THE PROBLEM. What follows is a listing; restate every line of it word for word.

+ + + +

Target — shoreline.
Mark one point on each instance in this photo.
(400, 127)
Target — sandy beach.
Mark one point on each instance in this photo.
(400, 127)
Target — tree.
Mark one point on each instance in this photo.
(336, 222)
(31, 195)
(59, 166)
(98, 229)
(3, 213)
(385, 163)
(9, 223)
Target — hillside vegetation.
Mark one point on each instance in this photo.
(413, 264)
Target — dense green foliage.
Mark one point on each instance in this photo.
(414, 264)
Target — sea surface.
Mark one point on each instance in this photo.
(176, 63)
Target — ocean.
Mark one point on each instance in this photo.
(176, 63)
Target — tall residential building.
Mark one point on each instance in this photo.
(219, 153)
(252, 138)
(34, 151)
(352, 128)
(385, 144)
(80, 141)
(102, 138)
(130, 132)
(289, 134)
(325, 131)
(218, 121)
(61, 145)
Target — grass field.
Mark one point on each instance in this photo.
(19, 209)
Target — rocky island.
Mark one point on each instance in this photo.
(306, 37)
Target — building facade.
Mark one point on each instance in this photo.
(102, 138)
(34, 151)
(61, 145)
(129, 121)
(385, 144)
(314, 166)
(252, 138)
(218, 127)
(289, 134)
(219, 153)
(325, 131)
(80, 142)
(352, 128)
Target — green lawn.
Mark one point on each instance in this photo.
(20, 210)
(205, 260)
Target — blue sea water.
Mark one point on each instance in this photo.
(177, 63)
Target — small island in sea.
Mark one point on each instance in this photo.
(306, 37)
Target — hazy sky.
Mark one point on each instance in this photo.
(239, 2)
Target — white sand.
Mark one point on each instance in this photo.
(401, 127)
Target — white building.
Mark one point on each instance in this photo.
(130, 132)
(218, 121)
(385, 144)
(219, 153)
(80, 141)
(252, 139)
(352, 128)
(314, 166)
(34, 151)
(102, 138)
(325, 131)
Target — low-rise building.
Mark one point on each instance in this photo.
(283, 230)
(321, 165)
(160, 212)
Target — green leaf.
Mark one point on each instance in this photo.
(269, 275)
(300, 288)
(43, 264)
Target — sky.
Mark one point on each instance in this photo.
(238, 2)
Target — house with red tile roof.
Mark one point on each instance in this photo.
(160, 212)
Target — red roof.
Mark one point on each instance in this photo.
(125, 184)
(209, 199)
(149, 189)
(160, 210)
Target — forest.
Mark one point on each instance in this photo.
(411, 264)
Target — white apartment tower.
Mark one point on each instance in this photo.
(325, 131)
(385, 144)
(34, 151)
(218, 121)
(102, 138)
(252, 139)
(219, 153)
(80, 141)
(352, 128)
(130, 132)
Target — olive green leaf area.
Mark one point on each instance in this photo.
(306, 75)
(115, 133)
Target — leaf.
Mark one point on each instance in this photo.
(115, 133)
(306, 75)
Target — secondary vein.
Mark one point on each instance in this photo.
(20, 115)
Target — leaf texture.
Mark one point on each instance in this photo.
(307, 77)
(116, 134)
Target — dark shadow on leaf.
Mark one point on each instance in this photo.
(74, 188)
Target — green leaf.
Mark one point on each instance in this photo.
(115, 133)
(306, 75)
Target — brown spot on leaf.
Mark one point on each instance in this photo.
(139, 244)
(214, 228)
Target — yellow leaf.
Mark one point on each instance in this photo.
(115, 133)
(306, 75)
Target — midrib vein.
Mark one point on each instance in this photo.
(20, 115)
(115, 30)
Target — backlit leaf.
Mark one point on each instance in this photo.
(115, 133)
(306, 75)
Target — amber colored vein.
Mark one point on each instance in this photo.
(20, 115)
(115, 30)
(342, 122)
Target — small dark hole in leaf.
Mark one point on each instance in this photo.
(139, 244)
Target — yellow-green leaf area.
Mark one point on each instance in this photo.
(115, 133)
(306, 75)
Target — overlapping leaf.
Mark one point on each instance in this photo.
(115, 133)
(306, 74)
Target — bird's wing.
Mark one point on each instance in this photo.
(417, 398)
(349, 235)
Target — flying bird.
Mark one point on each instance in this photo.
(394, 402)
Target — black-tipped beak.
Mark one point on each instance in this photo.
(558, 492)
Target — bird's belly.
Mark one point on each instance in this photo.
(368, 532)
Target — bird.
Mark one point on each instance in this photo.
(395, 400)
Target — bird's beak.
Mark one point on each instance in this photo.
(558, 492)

+ + + +

EXERCISE OUTPUT.
Target — shoreline.
Mark one point on each instance in this photo.
(400, 127)
Target — sandy beach.
Mark one point on each instance in this photo.
(400, 127)
Target — tree.
Mark one point on each instance in this photo.
(336, 222)
(31, 195)
(59, 166)
(98, 229)
(3, 213)
(385, 163)
(9, 223)
Target — hillside vegetation.
Mark one point on each instance in this photo.
(413, 264)
Target — dense green foliage.
Mark one point on each instance in this photo.
(414, 264)
Target — sea surface.
Mark one point on each instance in this photo.
(176, 63)
Target — ocean.
Mark one point on each instance in this photo.
(176, 63)
Target — tall residential building.
Mark one point on each instance in this photo.
(219, 153)
(252, 138)
(34, 151)
(352, 128)
(385, 144)
(80, 141)
(102, 138)
(130, 132)
(289, 134)
(325, 131)
(218, 121)
(61, 145)
Target — grass field.
Mark one point on each instance in this photo.
(19, 209)
Target — rocky island.
Mark one point on each instance in this photo.
(306, 37)
Target — building facade.
Mark one point on each instance in this photo.
(102, 138)
(34, 151)
(61, 145)
(129, 121)
(385, 144)
(314, 166)
(252, 138)
(218, 127)
(289, 134)
(219, 153)
(325, 131)
(80, 142)
(352, 128)
Target — green lawn.
Mark one point on each instance in this photo.
(20, 210)
(205, 260)
Target — blue sea water.
Mark one point on each instance in this photo.
(177, 63)
Target — small island in sea.
Mark one point on each instance in this photo.
(306, 37)
Target — hazy sky.
Mark one point on each instance in this photo.
(239, 2)
Target — white sand.
Mark one point on each instance in this photo.
(401, 127)
Target — white building.
Mark one point on each instance in this photo.
(130, 132)
(218, 121)
(385, 144)
(219, 153)
(80, 141)
(252, 139)
(352, 128)
(314, 166)
(34, 151)
(102, 138)
(325, 131)
Target — low-rise building.
Mark one point on each instance in this photo.
(283, 230)
(321, 165)
(160, 212)
Target — green leaf.
Mark one point on each instance in this photo.
(269, 275)
(300, 288)
(43, 264)
Target — sky.
Mark one point on each instance in this photo.
(238, 2)
Target — house with red tile roof.
Mark one point on each instance in this photo.
(160, 212)
Target — red roof.
Mark one point on each instance in this photo.
(125, 184)
(209, 199)
(149, 189)
(160, 210)
Target — forest.
Mark one point on each instance in this photo.
(411, 264)
Target — white apartment tower.
Mark one point on each instance in this photo.
(325, 131)
(385, 144)
(34, 151)
(218, 121)
(102, 138)
(252, 139)
(219, 153)
(80, 141)
(352, 128)
(130, 132)
Target — olive green leaf area.
Mark one point on each instance in this photo.
(306, 75)
(115, 133)
Target — leaf.
Mark one point on each instance in this photo.
(115, 133)
(306, 75)
Target — secondary vein.
Mark one point on each instance in this photo.
(20, 115)
Target — leaf texture.
Mark one point on each instance in this photo.
(307, 77)
(116, 134)
Target — dark shadow on leaf.
Mark one point on each instance in this photo.
(74, 188)
Target — green leaf.
Mark one point on each instance in this photo.
(115, 133)
(306, 75)
Target — brown spot on leaf.
Mark one point on each instance in this photo.
(139, 244)
(214, 228)
Target — yellow leaf.
Mark one point on each instance in this photo.
(115, 133)
(306, 75)
Target — midrib vein.
Mark one point on each instance in this photo.
(20, 115)
(115, 30)
Target — backlit leaf.
Mark one point on each instance in this photo.
(115, 133)
(306, 75)
Target — amber colored vein.
Mark one point on each instance in this photo.
(20, 115)
(115, 30)
(342, 122)
Target — small dark hole in leaf.
Mark one point on each instance in this photo.
(139, 244)
Target — yellow-green leaf area.
Mark one point on each instance in this photo.
(115, 133)
(306, 75)
Target — overlapping leaf.
Mark one point on each instance in this photo.
(115, 133)
(306, 74)
Target — bird's wing.
Mark one point on each instance in this photo.
(417, 398)
(349, 235)
Target — flying bird.
Mark one point on each instance in this photo.
(394, 402)
Target — black-tipped beak.
Mark one point on each instance in this photo.
(558, 492)
Target — bird's belly.
Mark one point on each instance in this photo.
(368, 532)
Target — bird.
Mark one point on each instance in this photo.
(395, 400)
Target — bird's beak.
Mark one point on each instance in this photo.
(558, 492)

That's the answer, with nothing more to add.